DJ Camz remembers a few years ago, when she was performing at a festival in London and was watching another artist, a famous DJ’s tour manager grabbed her by the arm and dragged her off the stage that she was running because she was making videos of that artist. “There was no apology from the tour manager as he believed, in his mind, he was doing the right thing.”

Whether enough is being done to prevent harassment within the music industry, DJ Camz believes “most behaviour goes unpunished” and goes on to explain a recent story she was made aware of about a DJ who had been accused by one woman of harassment, with others coming forward with similar accusations. The woman who made the initial accusation was portrayed as a ‘crazy’ fan who had been rejected by the DJ.

According to DJ Camz, there is verbal and sexual harassment towards women in the music industry “because we are perceived as inferior”.

“We have had many cases of women coming forward about sexual abuse and being painted as crazy, always fuelled by the general audience’s opinion that ‘this person is too nice’ to do something like this,” she says. “I think giving women credit is a good place to start.”

- STATED EXERCISE -
Render this sentence from the passage on harassment in the music industry into Spanish: "According to DJ Camz, there is verbal and sexual harassment towards women in the music industry 'because we are perceived as inferior'."

- EXTRACTED MATERIAL -

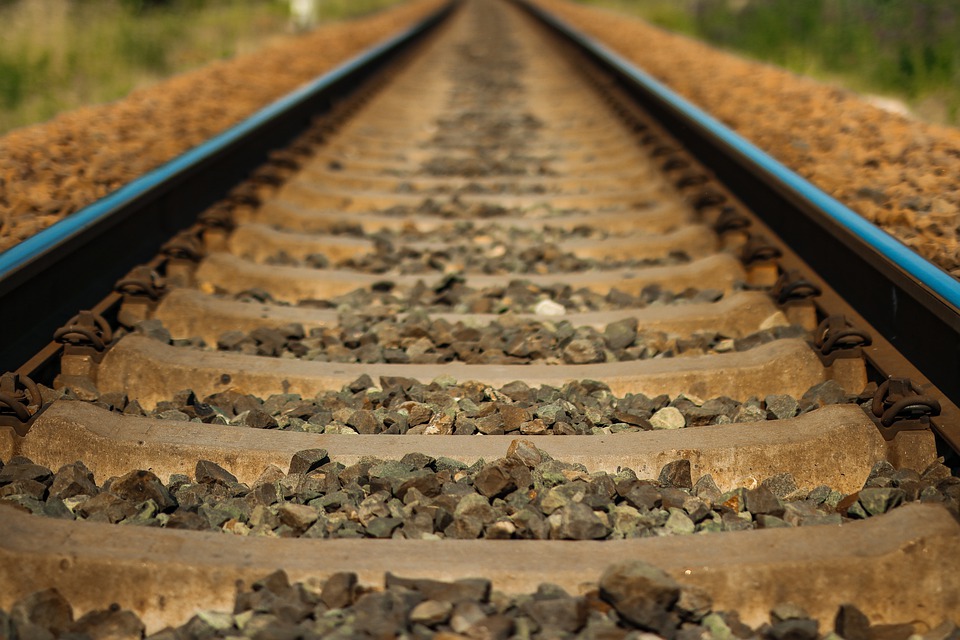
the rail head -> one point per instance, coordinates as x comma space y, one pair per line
911, 302
68, 266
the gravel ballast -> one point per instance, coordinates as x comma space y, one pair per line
633, 599
50, 170
452, 295
900, 174
897, 172
526, 495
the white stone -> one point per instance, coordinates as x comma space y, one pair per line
668, 418
776, 319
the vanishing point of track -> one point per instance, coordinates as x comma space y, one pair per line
496, 209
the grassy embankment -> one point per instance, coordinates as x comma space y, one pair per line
56, 55
906, 50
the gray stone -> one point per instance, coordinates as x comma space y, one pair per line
113, 623
297, 516
877, 501
762, 501
781, 406
694, 604
558, 614
339, 590
106, 507
828, 392
24, 471
47, 609
794, 630
465, 615
494, 481
140, 486
750, 413
620, 334
707, 489
431, 613
781, 485
526, 452
473, 512
255, 419
364, 421
208, 472
466, 590
679, 523
579, 522
787, 611
382, 527
643, 595
583, 351
770, 522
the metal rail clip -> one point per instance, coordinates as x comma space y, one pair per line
20, 402
836, 337
794, 295
730, 220
900, 403
86, 334
141, 289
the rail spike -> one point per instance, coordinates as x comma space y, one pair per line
901, 403
20, 402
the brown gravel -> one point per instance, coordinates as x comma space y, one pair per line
901, 174
50, 170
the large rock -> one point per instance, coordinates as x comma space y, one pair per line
643, 595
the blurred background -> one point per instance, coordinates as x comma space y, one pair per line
56, 55
907, 51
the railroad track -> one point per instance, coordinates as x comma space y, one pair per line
495, 241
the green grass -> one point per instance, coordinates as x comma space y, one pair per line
908, 50
57, 55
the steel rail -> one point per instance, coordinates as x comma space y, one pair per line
913, 303
69, 265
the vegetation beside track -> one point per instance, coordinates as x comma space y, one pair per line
57, 55
906, 50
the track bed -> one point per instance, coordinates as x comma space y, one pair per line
363, 368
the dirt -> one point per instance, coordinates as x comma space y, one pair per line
901, 174
50, 170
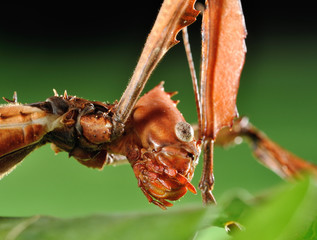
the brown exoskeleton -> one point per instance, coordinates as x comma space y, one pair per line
150, 132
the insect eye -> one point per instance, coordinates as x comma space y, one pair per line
184, 131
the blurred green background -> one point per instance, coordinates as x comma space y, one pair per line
92, 52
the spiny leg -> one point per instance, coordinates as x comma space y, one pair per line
207, 179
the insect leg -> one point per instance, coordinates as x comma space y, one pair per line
270, 154
207, 178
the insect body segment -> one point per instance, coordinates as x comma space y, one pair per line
163, 164
21, 130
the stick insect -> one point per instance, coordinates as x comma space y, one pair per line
149, 132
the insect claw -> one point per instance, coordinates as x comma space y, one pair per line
171, 94
14, 100
55, 92
65, 95
176, 102
15, 97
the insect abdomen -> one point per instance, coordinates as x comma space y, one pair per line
21, 130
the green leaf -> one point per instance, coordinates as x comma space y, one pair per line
167, 225
290, 214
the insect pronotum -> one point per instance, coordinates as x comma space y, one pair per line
149, 132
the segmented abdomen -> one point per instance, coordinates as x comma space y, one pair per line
21, 130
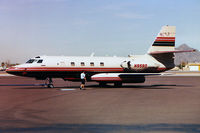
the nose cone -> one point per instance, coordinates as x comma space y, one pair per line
15, 71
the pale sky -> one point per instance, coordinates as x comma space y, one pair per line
79, 27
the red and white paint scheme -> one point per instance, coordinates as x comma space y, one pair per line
117, 70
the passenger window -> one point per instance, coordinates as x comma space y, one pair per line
40, 61
101, 64
91, 63
72, 63
82, 64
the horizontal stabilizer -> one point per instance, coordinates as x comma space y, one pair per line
175, 51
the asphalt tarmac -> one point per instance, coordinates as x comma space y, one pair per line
169, 104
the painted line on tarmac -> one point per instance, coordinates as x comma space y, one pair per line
22, 84
68, 89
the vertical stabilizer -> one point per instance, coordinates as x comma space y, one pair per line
165, 40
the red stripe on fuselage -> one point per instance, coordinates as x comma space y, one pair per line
49, 69
165, 39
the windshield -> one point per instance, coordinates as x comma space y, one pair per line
31, 61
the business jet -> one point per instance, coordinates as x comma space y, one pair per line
117, 70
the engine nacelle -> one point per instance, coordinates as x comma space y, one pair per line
131, 65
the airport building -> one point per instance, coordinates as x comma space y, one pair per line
193, 66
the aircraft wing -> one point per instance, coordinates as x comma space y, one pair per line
122, 76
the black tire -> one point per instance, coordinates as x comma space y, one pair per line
118, 84
50, 86
102, 84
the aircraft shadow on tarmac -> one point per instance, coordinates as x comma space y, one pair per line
96, 86
154, 86
107, 128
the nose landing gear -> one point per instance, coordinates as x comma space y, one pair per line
49, 83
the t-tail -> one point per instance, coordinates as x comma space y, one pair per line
165, 41
163, 48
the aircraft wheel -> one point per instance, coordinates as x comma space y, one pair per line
118, 84
102, 84
50, 86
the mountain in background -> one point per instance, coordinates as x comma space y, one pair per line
187, 57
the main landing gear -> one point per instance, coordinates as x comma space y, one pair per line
49, 83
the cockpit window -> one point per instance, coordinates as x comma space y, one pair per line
40, 61
31, 61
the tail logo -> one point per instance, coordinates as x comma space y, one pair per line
165, 34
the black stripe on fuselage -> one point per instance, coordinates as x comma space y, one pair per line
164, 44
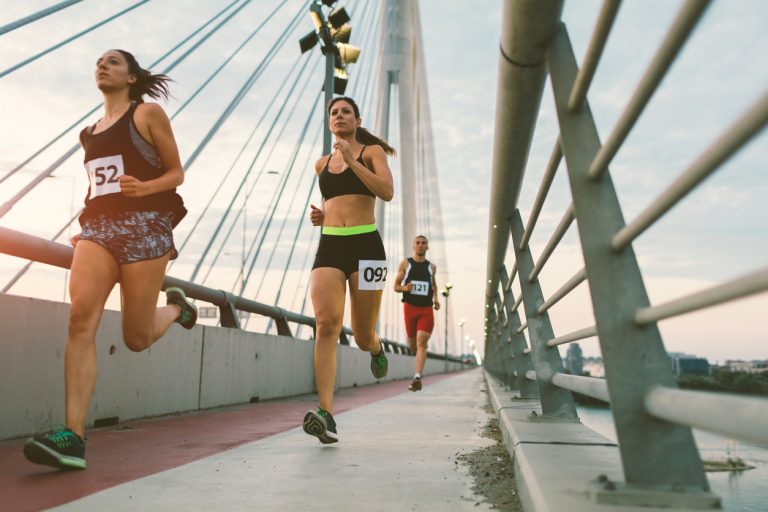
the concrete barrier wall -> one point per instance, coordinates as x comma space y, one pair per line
186, 370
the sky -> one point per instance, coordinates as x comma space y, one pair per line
716, 234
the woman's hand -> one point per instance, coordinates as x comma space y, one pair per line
316, 215
133, 187
346, 151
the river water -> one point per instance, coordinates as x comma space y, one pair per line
742, 491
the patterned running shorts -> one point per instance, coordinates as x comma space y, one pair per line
131, 236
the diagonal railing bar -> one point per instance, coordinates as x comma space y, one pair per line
243, 183
33, 58
97, 107
569, 286
546, 183
678, 34
559, 233
595, 49
617, 291
741, 132
738, 288
36, 16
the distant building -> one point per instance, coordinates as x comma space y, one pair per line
754, 366
688, 364
574, 359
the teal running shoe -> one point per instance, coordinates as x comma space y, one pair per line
59, 448
379, 364
188, 315
321, 424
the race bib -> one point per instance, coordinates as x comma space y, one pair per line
420, 288
103, 173
372, 274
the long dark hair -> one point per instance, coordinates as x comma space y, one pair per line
154, 86
362, 135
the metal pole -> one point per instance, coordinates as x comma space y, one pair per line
330, 65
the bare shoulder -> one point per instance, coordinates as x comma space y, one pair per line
320, 163
150, 112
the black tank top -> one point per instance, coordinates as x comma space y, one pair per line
342, 183
420, 274
121, 150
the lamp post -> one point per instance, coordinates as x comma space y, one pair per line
446, 293
334, 33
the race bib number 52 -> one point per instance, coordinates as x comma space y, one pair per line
103, 173
420, 288
372, 274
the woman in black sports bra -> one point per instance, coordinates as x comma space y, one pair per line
350, 249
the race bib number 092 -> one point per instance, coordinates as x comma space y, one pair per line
103, 173
372, 274
420, 288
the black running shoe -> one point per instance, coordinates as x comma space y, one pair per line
379, 364
188, 315
60, 448
321, 425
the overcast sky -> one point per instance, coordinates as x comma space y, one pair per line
716, 234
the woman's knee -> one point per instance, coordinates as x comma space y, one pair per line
83, 321
366, 340
137, 340
328, 326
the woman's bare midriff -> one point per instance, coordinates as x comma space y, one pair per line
349, 210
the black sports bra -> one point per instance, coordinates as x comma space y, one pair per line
343, 183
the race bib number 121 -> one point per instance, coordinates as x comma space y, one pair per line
372, 274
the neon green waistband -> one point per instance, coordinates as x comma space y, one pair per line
348, 230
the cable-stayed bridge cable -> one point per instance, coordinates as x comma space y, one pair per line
94, 109
238, 97
248, 172
70, 39
282, 189
36, 16
271, 103
6, 207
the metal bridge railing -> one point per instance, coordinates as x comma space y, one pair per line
22, 245
653, 418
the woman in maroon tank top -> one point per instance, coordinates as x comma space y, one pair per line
133, 167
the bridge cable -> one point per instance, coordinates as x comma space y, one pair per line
243, 182
70, 39
7, 206
48, 171
94, 109
36, 16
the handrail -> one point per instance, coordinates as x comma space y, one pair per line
590, 386
743, 286
734, 138
686, 21
22, 245
586, 332
729, 415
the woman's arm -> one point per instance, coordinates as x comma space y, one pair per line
153, 124
378, 178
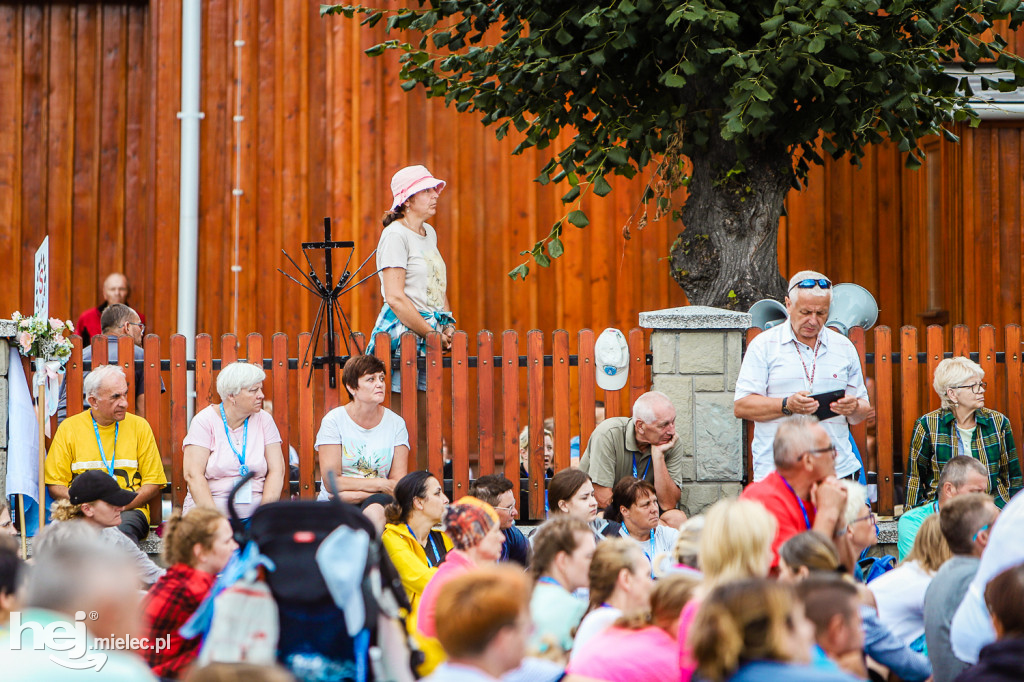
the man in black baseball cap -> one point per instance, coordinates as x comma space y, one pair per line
100, 497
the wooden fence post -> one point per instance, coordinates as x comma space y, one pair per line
460, 415
560, 392
535, 407
510, 410
884, 426
485, 401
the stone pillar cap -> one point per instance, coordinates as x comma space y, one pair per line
695, 317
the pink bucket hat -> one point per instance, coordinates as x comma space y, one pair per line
410, 180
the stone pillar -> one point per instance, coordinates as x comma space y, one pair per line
697, 351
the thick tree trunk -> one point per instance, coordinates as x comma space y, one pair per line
727, 254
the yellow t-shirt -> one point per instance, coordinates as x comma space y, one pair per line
135, 460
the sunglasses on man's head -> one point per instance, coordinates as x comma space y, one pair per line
811, 284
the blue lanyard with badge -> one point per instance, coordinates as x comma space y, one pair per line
430, 537
645, 469
102, 456
245, 494
650, 545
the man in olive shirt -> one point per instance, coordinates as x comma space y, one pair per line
644, 446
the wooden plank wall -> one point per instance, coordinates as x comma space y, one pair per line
89, 155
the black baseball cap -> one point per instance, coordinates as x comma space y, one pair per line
94, 484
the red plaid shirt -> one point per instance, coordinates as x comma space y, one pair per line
171, 601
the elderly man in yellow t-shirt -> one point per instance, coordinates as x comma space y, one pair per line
109, 438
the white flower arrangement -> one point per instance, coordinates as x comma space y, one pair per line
43, 339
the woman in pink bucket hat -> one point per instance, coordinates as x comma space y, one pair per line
414, 278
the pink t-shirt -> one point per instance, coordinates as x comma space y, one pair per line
653, 654
687, 664
207, 430
456, 563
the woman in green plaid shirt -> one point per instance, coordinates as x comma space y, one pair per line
962, 426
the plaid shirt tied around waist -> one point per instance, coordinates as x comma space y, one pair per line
388, 322
934, 442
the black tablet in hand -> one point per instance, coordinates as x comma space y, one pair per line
824, 399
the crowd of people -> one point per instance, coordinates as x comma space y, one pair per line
616, 584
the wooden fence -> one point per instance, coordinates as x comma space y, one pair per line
903, 370
481, 400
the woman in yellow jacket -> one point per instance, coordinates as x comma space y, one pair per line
415, 547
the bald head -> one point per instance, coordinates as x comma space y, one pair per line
813, 291
808, 306
116, 288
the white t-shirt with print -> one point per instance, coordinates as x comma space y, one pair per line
365, 453
426, 275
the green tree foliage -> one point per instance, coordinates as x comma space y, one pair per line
745, 89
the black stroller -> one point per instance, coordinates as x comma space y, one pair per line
313, 641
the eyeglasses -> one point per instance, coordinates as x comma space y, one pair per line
811, 284
822, 451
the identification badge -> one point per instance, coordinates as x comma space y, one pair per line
245, 494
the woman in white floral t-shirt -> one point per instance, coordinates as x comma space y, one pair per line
414, 280
364, 443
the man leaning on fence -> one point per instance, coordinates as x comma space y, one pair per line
118, 320
110, 438
644, 446
785, 366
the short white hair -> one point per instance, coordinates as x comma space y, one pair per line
237, 377
794, 436
643, 409
954, 372
95, 379
807, 274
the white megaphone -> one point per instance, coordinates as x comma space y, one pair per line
767, 313
852, 306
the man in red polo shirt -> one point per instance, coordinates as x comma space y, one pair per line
802, 494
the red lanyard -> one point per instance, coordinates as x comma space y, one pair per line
814, 364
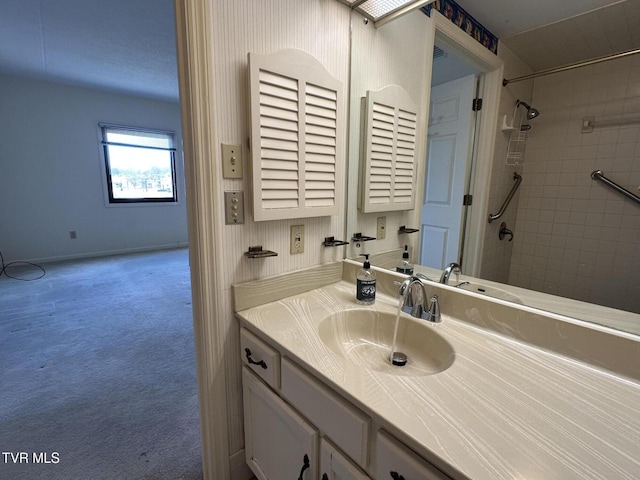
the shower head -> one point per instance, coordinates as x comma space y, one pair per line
531, 112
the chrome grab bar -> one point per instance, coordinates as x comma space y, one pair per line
494, 216
599, 175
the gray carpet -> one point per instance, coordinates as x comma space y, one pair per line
97, 364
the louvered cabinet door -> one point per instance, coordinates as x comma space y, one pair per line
297, 136
390, 130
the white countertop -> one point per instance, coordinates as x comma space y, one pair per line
502, 410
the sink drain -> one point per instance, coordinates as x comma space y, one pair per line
399, 359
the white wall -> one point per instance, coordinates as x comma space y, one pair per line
51, 180
576, 237
320, 28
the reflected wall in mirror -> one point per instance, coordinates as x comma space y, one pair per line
394, 54
572, 236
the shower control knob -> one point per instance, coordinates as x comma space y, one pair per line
504, 232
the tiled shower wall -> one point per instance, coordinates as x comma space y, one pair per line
574, 236
496, 254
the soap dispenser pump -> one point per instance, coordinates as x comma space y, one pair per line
366, 283
404, 265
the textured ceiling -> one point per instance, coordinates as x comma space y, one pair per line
129, 45
602, 32
121, 45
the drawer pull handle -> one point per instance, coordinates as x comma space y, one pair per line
261, 363
304, 467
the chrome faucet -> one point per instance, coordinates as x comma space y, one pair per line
452, 267
414, 298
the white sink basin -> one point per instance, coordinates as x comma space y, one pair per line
364, 337
492, 292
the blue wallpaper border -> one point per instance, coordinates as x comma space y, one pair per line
466, 22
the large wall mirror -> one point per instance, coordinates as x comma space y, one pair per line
440, 67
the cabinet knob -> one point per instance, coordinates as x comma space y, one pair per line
304, 466
261, 363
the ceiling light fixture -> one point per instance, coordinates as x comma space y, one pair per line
383, 11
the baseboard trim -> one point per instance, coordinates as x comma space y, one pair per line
102, 253
238, 467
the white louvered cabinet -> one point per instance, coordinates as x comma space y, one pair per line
388, 151
297, 136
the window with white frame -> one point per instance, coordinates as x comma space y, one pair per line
140, 164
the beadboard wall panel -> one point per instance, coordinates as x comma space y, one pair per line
402, 51
320, 28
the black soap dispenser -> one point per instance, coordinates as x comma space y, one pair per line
366, 283
404, 265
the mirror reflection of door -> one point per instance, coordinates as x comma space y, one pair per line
449, 159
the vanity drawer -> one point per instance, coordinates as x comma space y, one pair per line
347, 426
394, 461
260, 357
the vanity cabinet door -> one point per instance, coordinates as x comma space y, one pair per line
279, 443
335, 466
394, 461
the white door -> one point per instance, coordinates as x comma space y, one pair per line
448, 150
279, 443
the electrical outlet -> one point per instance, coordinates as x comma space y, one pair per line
297, 239
231, 161
382, 228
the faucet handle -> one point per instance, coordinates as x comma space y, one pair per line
434, 310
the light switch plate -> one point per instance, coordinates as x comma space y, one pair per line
234, 207
297, 239
382, 228
231, 161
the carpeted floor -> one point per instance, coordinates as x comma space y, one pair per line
97, 371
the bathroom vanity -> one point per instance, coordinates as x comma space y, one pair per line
495, 391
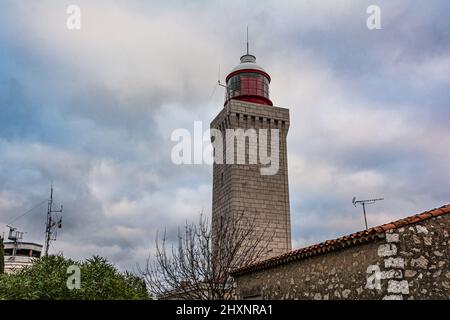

- SOLUTION -
Según DJ Camz, existe acoso verbal y sexual hacia las mujeres en la industria musical «porque se nos percibe como inferiores».